-- Input material follows --
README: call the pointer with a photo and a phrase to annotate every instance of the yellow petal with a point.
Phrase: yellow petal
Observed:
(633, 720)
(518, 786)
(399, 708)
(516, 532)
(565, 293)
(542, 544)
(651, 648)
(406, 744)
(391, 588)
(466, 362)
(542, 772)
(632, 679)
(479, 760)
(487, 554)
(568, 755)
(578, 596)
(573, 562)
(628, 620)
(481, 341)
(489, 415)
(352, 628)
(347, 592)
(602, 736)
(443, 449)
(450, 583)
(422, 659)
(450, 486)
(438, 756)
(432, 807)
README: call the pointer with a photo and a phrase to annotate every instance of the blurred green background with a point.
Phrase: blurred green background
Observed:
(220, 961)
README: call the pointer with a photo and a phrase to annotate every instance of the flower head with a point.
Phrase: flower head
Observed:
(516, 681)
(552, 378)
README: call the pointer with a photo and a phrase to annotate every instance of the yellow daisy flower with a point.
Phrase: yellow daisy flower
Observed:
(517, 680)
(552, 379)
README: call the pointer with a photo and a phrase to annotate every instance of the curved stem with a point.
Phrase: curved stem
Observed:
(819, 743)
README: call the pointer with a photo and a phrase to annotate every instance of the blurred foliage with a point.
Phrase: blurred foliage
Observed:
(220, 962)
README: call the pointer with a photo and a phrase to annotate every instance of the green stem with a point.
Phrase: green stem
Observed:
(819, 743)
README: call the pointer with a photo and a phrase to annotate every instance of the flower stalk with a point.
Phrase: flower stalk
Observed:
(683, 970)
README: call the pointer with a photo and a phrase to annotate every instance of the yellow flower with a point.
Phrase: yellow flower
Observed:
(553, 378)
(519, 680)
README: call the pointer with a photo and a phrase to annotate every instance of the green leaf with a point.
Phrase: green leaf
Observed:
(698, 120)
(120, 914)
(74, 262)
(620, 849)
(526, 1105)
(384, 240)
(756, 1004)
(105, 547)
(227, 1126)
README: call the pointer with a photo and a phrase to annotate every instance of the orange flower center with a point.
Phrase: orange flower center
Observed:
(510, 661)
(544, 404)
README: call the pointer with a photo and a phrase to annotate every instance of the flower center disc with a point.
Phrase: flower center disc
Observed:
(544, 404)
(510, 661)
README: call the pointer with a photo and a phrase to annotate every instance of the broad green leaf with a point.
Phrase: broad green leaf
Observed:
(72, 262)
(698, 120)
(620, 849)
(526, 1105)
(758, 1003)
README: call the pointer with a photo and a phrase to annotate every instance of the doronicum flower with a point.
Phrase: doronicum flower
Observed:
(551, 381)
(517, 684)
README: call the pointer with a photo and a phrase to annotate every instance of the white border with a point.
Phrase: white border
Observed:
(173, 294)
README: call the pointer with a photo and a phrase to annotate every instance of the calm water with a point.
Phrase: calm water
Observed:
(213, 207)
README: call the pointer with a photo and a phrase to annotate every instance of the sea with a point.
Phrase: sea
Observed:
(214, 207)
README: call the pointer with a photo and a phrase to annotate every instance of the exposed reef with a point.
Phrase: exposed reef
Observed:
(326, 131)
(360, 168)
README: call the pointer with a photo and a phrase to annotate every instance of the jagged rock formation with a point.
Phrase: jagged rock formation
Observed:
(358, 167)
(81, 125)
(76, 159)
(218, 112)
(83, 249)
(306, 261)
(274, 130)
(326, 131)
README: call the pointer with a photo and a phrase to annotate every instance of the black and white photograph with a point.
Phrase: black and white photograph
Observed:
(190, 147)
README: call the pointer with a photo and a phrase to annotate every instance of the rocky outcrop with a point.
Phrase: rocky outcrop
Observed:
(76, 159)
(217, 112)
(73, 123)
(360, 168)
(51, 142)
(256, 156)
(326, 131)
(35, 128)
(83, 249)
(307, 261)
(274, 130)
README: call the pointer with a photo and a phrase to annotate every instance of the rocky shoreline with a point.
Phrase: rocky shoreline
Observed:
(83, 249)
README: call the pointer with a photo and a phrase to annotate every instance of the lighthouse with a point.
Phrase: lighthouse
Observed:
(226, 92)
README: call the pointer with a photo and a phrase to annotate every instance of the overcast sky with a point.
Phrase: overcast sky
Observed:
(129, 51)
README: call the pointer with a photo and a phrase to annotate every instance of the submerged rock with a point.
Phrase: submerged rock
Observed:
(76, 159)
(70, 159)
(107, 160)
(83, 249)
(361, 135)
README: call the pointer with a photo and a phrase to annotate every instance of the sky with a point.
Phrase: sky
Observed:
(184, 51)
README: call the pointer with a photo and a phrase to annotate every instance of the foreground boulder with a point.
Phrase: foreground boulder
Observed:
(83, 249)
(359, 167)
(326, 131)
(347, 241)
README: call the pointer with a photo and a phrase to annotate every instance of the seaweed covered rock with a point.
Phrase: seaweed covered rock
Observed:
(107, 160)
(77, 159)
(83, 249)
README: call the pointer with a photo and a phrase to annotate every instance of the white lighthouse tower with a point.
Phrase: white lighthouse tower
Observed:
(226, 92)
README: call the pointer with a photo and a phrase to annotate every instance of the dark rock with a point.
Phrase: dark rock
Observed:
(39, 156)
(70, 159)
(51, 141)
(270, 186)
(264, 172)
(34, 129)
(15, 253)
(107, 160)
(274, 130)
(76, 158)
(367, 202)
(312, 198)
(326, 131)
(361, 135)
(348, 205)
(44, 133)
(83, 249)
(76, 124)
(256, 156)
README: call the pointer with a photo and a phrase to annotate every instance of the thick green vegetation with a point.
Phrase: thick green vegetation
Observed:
-- Input material concluded --
#### Assigned task
Everything from the line with "Phrase: seaweed covered rock" to the last line of the data is what to return, word for word; leave out the rest.

#### Result of the exercise
Phrase: seaweed covered rock
Observed:
(107, 160)
(77, 159)
(83, 249)
README: call the pointer with a photo and a phrase to annotate every instance of the white lighthouse tower with a point.
Phrase: white lighthouse tower
Observed:
(226, 92)
README: call the pointer with a photo and a phrase to annotate every instance of the dark rock with a point.
Phrase: dark rock
Observed:
(39, 156)
(70, 159)
(51, 141)
(270, 186)
(264, 172)
(34, 129)
(15, 253)
(107, 160)
(274, 130)
(76, 158)
(367, 202)
(312, 198)
(326, 131)
(361, 135)
(348, 205)
(44, 133)
(83, 249)
(76, 124)
(256, 156)
README: call the pointer with a photo and a phrase to annotate every instance of the thick green vegetation with a point.
Phrase: thick green vegetation
Observed:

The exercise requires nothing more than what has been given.